Written problem:
Write out all of the data without omission, exactly as shown.

::::

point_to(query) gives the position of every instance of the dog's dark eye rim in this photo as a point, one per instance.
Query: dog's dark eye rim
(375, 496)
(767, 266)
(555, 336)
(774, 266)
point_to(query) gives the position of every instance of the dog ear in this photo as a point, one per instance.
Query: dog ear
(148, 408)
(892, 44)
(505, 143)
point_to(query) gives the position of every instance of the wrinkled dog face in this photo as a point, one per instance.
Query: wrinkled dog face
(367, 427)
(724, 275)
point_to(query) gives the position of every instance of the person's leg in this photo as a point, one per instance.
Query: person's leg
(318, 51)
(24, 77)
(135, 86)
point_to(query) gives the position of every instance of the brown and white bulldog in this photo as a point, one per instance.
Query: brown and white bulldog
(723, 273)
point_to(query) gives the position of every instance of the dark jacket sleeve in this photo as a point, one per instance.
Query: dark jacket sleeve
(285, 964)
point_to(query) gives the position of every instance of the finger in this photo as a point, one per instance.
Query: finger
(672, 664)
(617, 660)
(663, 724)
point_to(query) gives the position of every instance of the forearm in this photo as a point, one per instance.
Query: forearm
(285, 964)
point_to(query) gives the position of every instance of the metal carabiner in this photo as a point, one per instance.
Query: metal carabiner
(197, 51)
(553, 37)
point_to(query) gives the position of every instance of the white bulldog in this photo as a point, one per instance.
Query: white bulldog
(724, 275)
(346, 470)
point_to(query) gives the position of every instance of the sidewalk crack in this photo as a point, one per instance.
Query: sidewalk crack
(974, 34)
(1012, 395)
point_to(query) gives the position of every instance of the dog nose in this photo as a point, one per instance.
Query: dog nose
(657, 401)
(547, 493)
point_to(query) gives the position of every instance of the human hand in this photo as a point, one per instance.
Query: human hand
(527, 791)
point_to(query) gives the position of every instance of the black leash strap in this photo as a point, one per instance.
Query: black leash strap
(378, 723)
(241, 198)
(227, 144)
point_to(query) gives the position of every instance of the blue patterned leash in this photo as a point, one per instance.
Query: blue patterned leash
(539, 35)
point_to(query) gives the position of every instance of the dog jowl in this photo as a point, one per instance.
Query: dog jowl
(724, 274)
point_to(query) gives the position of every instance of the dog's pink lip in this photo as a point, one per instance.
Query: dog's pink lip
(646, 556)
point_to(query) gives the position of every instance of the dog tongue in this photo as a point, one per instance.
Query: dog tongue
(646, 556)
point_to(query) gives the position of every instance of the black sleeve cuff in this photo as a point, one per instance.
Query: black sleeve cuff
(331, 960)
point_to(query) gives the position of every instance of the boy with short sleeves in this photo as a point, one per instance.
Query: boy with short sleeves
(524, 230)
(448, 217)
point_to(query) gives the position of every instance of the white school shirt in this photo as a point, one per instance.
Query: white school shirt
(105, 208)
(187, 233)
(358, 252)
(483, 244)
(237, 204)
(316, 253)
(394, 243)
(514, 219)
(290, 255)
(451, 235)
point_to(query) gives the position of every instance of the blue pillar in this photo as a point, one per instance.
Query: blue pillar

::::

Written response:
point_to(query) gives the position of every instance of the dog's dark eye rim in this photo as a point, one per instance.
Query: dog's dark eye rim
(375, 496)
(767, 266)
(555, 336)
(774, 266)
point_to(query) gives the position of every instance of the dog ear in this photo as a point, one per instance.
Query: dog ear
(148, 408)
(892, 44)
(505, 143)
point_to(query) gives the position of every instance of the wrinkled dog face in this photo as a point, one per instance.
Query: wrinkled dog face
(367, 427)
(724, 275)
point_to(query) gives the position of every instance of the person's leg in this photo as a point, one per instance.
Query: person's leg
(318, 51)
(24, 77)
(135, 86)
point_to(query) gives the position of every instance of the brown and white bulldog in this photo as a point, one per instance.
Query: brown and white bulldog
(723, 273)
point_to(query) gives the position of every instance of the dark jacket sleeve in this photo as a point, one per instance.
Query: dark jacket sleeve
(285, 964)
point_to(query) gives the position of every instance of the finger in this photo as a point, one per instance.
Query: finger
(672, 664)
(617, 660)
(663, 724)
point_to(query) gives the position of every instance of the forearm in this photo as a point, one per instance.
Query: forearm
(285, 964)
point_to(query) gives the position of every instance of the metal carabiner in this photo as a point, one per instance.
Query: metal carabiner
(197, 51)
(553, 37)
point_to(query) gives the position of every instance of the white bulldog in this photo as a point, one per instance.
Query: white bulldog
(724, 275)
(346, 470)
point_to(query) gives the position of every instance of the sidewalk crack in this photo as a point, one per instance.
Query: sidewalk crack
(974, 34)
(1012, 395)
point_to(query) gives the position of every instance of the dog nose in this photo as a point, one per instance.
Query: dog nose
(657, 401)
(547, 493)
point_to(query) gives the position of every instance of the human hand in this photo as a point, one per instance.
Query: human hand
(527, 791)
point_to(query) gives the position of every instance of the black leash strap in this photo as a point, one per instance.
Query: black leash strap
(378, 723)
(241, 198)
(227, 144)
point_to(query) gives the position of every instance of the blue patterned leash in this photo as a point, one per instance.
Query: blue patterned leash
(539, 35)
point_to(query) gives the position of every instance of the dog jowl in this photo as a point, one per instance.
Query: dog jowl
(724, 274)
point_to(query) gives the position of every instance of the dog's pink lip in this photo as a point, one per instance.
Query: dog's pink lip
(646, 556)
point_to(query) gives the position of every instance of the dog tongue in this photo as a point, one per instance.
Query: dog tongue
(646, 556)
point_to(query) gives the position of every instance of the black sleeve cuff in this photo as a point, one per instance.
Query: black sleeve cuff
(331, 960)
point_to(query) gives the position of every instance of the boy with short sleeves in this photo as a point, one per instance.
Query: boy with short sleeves
(524, 230)
(448, 217)
point_to(query) gives the position of every instance of the white school shirt in this photo as a point, one per instance.
Query: white school shirt
(105, 208)
(187, 233)
(358, 252)
(483, 244)
(237, 204)
(316, 253)
(394, 243)
(514, 219)
(290, 255)
(451, 235)
point_to(query) gives the position of every instance of the blue pillar in this photo as a point, one per instance.
Query: blue pillar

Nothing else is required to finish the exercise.